Every line in the records below with the string "horse" is to be copied out.

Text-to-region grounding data

+ + + + + + +

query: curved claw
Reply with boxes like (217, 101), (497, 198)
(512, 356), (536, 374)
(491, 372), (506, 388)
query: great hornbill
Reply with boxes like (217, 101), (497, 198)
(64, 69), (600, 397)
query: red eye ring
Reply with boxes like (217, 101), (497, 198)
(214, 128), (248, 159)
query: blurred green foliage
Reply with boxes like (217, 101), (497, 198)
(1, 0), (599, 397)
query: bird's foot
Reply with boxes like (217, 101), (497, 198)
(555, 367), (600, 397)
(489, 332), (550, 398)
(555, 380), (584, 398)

+ + + + + + +

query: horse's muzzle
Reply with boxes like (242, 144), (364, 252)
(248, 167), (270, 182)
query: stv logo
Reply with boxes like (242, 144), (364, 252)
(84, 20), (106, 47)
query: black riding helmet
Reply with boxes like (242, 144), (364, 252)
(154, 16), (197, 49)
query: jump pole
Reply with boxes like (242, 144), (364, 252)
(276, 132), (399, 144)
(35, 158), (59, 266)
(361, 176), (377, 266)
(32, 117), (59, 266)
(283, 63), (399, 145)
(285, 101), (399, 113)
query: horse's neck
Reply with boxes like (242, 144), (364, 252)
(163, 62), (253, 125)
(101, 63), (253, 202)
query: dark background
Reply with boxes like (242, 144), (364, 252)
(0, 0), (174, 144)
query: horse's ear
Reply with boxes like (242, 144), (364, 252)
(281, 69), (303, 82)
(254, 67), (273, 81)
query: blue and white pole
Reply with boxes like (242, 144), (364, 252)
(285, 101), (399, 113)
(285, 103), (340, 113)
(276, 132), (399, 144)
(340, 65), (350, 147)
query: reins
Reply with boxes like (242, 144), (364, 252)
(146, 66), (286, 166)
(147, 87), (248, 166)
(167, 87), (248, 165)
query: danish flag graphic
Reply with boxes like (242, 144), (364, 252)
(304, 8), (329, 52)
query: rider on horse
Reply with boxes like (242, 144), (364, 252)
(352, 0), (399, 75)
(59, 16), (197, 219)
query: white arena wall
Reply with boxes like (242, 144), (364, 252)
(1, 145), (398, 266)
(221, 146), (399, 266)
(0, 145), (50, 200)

+ + + + + + +

-- Your response --
query: horse's muzzle
query: horse's neck
query: horse's ear
query: rider on horse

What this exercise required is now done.